[Entries from a dataset]
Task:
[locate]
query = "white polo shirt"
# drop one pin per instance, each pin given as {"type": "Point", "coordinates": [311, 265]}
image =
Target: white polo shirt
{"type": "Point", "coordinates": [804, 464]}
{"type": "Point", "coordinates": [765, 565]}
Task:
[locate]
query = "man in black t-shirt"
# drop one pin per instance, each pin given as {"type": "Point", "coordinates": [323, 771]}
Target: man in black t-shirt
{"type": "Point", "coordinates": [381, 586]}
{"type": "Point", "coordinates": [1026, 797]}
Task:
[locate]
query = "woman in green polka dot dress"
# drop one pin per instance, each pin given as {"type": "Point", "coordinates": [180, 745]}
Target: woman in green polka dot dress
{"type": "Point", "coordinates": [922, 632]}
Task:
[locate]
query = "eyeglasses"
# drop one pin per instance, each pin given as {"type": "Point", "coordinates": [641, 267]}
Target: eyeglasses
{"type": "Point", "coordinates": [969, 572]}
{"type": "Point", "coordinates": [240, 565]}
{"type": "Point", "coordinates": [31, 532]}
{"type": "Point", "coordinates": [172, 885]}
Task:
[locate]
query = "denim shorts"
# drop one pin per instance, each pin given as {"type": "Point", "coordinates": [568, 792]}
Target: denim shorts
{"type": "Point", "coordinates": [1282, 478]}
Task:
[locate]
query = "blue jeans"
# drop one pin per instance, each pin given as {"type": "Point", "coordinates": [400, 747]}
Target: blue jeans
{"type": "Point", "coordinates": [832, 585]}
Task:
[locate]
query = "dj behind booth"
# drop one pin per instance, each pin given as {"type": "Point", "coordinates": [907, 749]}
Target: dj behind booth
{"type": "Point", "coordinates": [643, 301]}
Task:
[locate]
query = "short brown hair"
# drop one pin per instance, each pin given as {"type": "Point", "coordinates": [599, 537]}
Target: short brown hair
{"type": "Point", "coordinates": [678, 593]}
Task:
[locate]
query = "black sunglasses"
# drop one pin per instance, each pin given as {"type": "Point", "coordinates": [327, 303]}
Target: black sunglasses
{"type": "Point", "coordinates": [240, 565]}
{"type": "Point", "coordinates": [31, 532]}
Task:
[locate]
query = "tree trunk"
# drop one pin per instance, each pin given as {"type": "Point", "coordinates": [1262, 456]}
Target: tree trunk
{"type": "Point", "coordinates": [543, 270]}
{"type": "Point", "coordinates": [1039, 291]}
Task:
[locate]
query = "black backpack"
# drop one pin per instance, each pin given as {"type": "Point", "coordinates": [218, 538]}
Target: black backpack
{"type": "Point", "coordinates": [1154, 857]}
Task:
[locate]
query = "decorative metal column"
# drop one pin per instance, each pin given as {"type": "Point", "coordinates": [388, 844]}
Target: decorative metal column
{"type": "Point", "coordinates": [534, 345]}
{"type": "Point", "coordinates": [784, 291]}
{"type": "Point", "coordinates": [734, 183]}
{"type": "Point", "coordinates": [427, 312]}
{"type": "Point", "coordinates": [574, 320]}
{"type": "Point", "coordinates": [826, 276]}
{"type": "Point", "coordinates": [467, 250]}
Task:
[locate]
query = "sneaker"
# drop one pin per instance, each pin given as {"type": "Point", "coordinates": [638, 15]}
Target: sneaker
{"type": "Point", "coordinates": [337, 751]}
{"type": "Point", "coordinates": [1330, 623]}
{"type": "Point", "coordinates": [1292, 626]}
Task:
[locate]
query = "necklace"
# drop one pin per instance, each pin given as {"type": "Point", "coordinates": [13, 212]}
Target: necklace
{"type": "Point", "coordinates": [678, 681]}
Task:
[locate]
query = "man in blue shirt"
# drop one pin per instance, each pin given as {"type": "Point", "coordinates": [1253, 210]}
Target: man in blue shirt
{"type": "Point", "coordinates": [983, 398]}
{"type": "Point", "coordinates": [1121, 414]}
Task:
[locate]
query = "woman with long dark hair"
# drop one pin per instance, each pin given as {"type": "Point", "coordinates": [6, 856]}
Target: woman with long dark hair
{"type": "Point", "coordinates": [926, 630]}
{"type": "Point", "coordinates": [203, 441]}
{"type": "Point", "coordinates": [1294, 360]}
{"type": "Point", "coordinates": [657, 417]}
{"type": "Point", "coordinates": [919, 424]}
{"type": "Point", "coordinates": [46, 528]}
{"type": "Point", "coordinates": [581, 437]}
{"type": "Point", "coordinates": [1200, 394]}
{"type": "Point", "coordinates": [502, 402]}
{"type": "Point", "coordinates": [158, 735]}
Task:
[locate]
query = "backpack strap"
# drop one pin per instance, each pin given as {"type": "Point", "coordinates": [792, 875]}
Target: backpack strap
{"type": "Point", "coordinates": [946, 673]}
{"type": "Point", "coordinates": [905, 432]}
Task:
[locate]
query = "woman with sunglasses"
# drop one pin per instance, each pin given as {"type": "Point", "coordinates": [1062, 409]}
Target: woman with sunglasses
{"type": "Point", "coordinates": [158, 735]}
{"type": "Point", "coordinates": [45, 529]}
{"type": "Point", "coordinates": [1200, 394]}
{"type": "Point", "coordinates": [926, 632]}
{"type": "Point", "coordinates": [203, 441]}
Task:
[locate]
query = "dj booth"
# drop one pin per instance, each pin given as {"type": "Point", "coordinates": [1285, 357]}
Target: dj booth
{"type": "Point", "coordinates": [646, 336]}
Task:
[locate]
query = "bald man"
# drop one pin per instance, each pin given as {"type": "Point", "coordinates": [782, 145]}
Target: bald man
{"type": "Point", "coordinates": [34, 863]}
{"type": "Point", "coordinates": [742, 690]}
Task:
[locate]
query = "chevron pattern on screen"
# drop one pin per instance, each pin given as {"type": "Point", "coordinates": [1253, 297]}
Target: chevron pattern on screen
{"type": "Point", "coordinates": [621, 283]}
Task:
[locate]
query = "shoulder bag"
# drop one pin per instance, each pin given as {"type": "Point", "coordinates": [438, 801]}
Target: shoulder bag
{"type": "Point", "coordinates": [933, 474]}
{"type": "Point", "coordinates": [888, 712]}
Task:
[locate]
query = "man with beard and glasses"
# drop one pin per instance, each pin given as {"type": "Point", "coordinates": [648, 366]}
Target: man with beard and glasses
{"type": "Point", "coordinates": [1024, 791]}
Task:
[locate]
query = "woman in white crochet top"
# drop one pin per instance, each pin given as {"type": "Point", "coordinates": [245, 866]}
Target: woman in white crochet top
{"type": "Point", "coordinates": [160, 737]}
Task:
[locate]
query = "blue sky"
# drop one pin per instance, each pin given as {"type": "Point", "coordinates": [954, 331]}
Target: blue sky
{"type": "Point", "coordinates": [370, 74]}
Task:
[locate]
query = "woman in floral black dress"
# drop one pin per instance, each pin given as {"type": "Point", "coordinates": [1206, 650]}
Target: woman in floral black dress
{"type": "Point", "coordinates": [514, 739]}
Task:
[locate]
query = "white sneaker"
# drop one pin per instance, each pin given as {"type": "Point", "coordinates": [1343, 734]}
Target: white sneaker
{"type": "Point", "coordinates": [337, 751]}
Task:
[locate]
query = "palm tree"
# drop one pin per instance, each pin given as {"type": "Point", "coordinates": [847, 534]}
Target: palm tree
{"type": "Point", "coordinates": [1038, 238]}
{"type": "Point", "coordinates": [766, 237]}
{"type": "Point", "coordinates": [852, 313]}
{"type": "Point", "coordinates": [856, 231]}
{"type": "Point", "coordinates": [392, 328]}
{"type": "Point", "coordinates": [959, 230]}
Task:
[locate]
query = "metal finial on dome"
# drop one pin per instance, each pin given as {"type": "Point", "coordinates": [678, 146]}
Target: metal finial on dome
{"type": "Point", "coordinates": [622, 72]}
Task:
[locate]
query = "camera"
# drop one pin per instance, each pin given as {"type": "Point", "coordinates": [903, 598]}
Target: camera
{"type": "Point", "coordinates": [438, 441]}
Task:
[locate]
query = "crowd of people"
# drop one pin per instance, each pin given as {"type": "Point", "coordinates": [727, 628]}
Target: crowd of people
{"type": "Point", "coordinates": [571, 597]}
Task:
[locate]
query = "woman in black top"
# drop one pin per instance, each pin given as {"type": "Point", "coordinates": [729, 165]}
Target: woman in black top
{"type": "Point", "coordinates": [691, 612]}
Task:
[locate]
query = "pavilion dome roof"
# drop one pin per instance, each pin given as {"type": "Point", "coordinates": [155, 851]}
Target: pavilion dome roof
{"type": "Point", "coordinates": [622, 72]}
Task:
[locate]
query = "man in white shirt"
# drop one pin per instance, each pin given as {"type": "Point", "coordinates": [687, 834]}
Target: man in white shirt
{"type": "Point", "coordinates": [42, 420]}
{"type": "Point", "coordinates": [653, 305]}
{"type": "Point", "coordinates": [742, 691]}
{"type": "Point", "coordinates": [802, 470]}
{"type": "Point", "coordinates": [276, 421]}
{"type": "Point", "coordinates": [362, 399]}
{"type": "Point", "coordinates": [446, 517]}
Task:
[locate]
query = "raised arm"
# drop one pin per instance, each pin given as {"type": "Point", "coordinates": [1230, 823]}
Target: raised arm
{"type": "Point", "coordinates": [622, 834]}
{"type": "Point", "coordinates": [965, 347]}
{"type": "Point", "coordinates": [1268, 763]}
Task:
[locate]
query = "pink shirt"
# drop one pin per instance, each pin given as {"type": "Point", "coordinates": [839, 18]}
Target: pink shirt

**Short exercise:** Select every line in the rows above that contains the word "woman", and copy each one. Matching is case-sensitive.

**Exercise result:**
query = "woman in green polka dot dress"
Target: woman in green polka dot dress
query = "woman with long dark hair"
Target: woman with long dark hair
query = "woman with sunglasses"
Target: woman with sunglasses
query = "woman in white crochet top"
Target: woman in white crochet top
query = "woman in floral black dress"
Target: woman in floral black dress
query = "woman in black top"
Target: woman in black top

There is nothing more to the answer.